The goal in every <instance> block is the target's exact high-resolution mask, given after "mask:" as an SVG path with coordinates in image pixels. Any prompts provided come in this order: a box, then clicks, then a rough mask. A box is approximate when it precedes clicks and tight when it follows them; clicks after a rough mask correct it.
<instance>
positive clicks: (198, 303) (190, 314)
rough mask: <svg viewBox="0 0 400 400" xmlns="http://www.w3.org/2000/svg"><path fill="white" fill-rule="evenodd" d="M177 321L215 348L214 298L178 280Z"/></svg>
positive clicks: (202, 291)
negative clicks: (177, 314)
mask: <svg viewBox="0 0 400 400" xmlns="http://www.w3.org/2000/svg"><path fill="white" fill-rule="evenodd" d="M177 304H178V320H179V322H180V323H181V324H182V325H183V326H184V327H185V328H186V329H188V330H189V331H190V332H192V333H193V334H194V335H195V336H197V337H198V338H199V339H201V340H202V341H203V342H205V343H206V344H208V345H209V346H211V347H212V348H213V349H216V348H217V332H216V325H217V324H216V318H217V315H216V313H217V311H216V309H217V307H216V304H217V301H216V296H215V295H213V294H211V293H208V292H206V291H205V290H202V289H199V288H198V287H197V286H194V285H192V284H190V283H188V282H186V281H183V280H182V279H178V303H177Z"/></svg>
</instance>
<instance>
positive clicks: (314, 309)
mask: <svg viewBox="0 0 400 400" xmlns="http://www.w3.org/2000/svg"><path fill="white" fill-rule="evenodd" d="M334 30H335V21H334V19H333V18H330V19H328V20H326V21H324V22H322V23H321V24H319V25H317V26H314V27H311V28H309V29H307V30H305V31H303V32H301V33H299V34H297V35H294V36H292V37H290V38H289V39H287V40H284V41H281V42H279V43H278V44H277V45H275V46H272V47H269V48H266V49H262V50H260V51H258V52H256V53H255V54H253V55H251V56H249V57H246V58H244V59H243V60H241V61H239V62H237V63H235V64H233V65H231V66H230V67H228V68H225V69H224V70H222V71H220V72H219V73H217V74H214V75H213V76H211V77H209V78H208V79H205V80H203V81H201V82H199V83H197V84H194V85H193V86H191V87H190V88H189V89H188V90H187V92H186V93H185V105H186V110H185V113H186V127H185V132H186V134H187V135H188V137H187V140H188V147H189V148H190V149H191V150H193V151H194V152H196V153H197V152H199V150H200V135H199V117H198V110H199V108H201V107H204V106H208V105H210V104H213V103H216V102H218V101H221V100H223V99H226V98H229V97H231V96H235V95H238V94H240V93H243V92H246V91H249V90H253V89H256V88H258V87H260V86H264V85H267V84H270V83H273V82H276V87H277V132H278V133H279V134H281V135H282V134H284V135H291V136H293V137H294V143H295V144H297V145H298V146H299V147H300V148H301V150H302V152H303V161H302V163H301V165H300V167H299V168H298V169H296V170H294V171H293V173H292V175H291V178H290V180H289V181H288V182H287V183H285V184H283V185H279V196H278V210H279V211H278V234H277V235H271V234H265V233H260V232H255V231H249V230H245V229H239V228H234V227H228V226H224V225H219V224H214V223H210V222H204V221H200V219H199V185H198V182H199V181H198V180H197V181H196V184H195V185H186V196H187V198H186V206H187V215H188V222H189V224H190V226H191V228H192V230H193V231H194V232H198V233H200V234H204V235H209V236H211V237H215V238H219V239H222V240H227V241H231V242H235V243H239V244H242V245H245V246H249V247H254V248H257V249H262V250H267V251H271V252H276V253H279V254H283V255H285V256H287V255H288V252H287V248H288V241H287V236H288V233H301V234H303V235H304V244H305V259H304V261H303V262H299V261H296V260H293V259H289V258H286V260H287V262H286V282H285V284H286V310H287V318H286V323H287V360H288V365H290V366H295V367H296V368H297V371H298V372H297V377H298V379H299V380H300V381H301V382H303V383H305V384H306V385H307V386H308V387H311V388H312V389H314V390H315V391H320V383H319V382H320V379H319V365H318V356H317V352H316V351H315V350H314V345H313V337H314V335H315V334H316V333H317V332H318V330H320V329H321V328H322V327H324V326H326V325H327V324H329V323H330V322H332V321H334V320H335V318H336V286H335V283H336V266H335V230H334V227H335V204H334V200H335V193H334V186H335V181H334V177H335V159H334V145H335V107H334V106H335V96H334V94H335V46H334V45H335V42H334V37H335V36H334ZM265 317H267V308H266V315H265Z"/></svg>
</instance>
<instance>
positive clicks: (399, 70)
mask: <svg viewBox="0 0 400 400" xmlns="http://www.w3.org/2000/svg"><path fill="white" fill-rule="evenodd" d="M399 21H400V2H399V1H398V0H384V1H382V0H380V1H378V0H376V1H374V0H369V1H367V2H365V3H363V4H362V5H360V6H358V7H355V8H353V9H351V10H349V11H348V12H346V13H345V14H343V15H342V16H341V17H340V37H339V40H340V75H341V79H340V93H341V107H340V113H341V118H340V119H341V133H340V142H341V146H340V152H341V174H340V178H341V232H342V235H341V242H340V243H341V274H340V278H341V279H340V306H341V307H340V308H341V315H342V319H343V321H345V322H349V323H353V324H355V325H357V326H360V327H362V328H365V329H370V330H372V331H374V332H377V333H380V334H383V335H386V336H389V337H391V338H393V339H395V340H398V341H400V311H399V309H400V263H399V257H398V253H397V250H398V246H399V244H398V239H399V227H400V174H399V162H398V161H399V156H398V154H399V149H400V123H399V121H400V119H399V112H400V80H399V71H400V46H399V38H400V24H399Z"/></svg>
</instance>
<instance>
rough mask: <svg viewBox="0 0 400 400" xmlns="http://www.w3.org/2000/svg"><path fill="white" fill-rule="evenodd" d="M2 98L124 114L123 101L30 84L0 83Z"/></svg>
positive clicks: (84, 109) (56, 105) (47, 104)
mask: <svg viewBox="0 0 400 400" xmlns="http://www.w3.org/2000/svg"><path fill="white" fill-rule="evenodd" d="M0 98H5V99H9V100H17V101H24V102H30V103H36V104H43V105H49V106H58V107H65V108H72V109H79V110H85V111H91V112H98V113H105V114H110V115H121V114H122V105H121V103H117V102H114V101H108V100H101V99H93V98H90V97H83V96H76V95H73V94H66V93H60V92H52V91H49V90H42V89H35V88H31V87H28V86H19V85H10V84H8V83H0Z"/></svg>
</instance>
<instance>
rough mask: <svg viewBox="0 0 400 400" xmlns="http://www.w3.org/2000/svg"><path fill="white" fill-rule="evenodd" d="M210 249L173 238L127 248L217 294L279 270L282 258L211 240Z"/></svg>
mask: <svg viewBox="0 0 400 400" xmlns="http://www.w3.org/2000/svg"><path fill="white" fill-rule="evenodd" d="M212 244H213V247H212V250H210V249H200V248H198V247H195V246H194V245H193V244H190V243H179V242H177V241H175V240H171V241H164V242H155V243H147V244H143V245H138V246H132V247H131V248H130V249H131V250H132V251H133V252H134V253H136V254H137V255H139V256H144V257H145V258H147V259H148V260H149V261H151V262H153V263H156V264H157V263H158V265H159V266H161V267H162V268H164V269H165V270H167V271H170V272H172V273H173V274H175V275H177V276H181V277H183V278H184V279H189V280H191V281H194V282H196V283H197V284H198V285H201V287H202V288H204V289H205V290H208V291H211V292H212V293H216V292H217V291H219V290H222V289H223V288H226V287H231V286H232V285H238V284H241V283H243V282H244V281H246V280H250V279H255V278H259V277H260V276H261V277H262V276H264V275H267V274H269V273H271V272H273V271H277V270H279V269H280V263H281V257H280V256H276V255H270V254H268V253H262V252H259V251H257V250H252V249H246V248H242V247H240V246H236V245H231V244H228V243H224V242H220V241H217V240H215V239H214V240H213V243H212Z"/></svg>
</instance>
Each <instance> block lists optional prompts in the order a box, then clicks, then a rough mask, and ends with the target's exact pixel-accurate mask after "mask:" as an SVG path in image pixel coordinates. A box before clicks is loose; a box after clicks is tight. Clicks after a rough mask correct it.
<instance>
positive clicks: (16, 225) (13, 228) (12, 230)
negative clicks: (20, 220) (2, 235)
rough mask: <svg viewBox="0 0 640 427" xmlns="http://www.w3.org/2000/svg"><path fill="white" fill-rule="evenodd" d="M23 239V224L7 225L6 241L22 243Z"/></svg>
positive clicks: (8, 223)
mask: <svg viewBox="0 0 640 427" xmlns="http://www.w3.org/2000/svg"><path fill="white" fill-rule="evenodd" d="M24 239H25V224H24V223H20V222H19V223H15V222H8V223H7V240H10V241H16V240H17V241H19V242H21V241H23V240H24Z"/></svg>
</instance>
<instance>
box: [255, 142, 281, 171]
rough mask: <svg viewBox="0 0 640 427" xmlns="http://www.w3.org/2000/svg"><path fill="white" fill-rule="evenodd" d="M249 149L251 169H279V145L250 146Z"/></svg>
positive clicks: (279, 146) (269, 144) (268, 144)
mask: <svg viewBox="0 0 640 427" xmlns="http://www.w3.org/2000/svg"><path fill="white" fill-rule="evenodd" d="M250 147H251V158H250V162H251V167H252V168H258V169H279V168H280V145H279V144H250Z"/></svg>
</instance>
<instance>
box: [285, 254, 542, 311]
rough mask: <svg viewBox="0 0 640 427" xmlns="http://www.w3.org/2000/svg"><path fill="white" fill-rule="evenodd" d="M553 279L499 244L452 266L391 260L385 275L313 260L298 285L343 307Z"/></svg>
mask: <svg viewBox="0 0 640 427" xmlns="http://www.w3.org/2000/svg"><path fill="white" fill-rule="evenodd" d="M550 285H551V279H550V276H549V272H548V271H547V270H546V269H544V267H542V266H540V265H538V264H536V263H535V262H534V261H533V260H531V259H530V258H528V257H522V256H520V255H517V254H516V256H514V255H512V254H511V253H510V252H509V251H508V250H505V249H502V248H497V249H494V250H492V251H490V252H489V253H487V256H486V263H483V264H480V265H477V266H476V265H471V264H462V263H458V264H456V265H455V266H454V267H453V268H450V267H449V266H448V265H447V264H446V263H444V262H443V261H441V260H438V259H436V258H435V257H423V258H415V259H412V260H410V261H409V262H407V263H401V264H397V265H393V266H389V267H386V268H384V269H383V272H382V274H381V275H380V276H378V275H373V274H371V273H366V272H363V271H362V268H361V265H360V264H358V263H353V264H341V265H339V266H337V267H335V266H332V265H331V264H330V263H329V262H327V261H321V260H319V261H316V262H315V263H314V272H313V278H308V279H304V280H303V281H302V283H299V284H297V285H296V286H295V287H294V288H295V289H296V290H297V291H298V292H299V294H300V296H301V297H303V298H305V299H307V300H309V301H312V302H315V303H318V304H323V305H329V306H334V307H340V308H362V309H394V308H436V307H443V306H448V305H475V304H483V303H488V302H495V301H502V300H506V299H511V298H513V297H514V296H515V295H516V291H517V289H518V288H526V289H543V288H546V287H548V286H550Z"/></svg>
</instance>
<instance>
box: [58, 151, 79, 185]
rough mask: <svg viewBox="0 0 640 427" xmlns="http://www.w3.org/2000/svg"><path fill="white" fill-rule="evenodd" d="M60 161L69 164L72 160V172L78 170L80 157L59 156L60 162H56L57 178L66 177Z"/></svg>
◇ ◇ ◇
▶ **Your goal**
In the material above, locate the line containing "negative clicks: (20, 220) (2, 235)" and the line containing "box: [285, 254, 542, 311]". Transcribe exactly those two lines and every line between them, and nothing more.

▶ **Completed exercise**
negative clicks: (20, 220) (2, 235)
rough mask: <svg viewBox="0 0 640 427" xmlns="http://www.w3.org/2000/svg"><path fill="white" fill-rule="evenodd" d="M23 239V224L7 225L6 241L22 243Z"/></svg>
positive clicks: (8, 223)
mask: <svg viewBox="0 0 640 427" xmlns="http://www.w3.org/2000/svg"><path fill="white" fill-rule="evenodd" d="M24 239H25V224H24V223H20V222H19V223H15V222H8V223H7V240H10V241H16V240H17V241H19V242H21V241H23V240H24Z"/></svg>
</instance>
<instance>
box: [255, 142, 281, 171]
rough mask: <svg viewBox="0 0 640 427" xmlns="http://www.w3.org/2000/svg"><path fill="white" fill-rule="evenodd" d="M249 149L251 169H279V145L250 146Z"/></svg>
positive clicks: (279, 146) (269, 144) (268, 144)
mask: <svg viewBox="0 0 640 427" xmlns="http://www.w3.org/2000/svg"><path fill="white" fill-rule="evenodd" d="M250 147H251V158H250V162H251V167H252V168H258V169H279V168H280V145H279V144H250Z"/></svg>
</instance>
<instance>
box: [285, 254, 542, 311]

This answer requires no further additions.